[Saved data entries]
###

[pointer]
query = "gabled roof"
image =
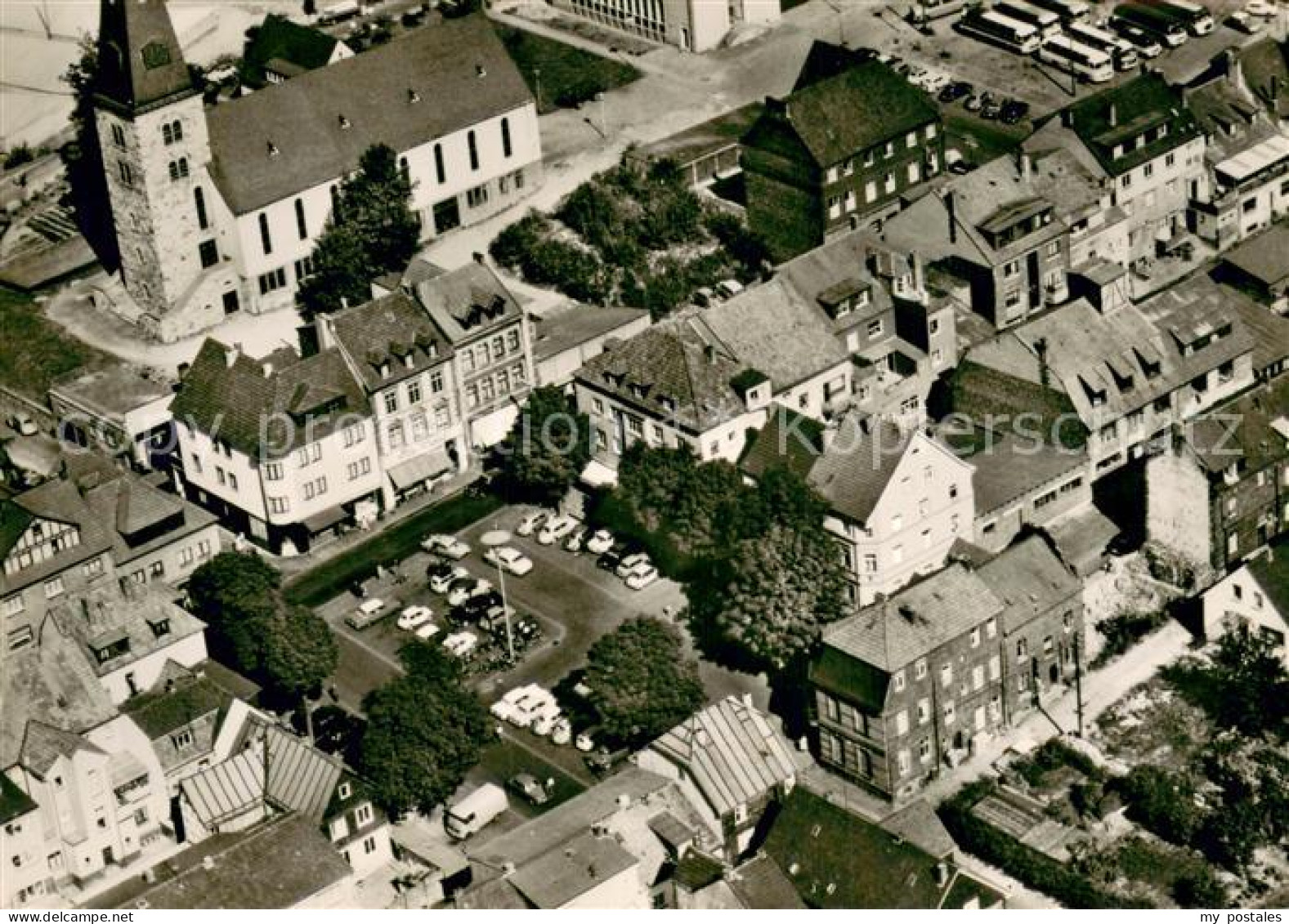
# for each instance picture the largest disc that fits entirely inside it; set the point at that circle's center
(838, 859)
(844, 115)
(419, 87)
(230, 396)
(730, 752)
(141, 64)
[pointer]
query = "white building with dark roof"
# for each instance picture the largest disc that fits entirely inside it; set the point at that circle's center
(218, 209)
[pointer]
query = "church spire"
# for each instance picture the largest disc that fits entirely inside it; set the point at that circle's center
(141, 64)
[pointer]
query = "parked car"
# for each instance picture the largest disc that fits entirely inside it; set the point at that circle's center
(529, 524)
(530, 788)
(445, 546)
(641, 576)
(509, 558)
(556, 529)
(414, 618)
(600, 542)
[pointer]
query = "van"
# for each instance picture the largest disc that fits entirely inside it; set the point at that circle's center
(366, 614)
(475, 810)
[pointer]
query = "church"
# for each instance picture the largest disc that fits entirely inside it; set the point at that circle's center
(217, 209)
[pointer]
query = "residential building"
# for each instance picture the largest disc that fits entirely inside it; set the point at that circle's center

###

Rescale the rows above by writing out every line of them, with each point coordinate multiplied by 0.4 and rounded to a whole number (halves round up) and every other line left unchanged. Omit the pictures.

▸ **Final answer**
[pointer]
query = "gabled roof"
image =
# for each instance picture the largest disc that fits entirely inside it; set the point at that circle's center
(335, 344)
(338, 46)
(168, 35)
(92, 158)
(292, 301)
(56, 26)
[pointer]
query = "white building with dark roof"
# for each instance picture the largest disc that fits entirely inside it; set the point at that circle's center
(87, 84)
[pointer]
query = "church spire"
# for each instance picture the largest disc that fits entirely inside it; set the point at that circle's center
(56, 26)
[pointer]
query = "parked car"
# for each instance picture the largest disc that fits entirely inside it; set the point at that circle's center
(212, 210)
(212, 315)
(178, 218)
(256, 230)
(204, 223)
(222, 212)
(166, 247)
(240, 217)
[pointer]
query = "van"
# for each instance picture the largest disc that fits entirely inside it; set the point at that circle's center
(146, 246)
(190, 324)
[pointer]
query = "church"
# for each instance picture the largest disc that fits entirely inside it; set the point at that circle's center
(87, 84)
[pointer]
query = "residential building"
# for each instance picture the largest disc that fits entirely inside it; set the point at that circle's center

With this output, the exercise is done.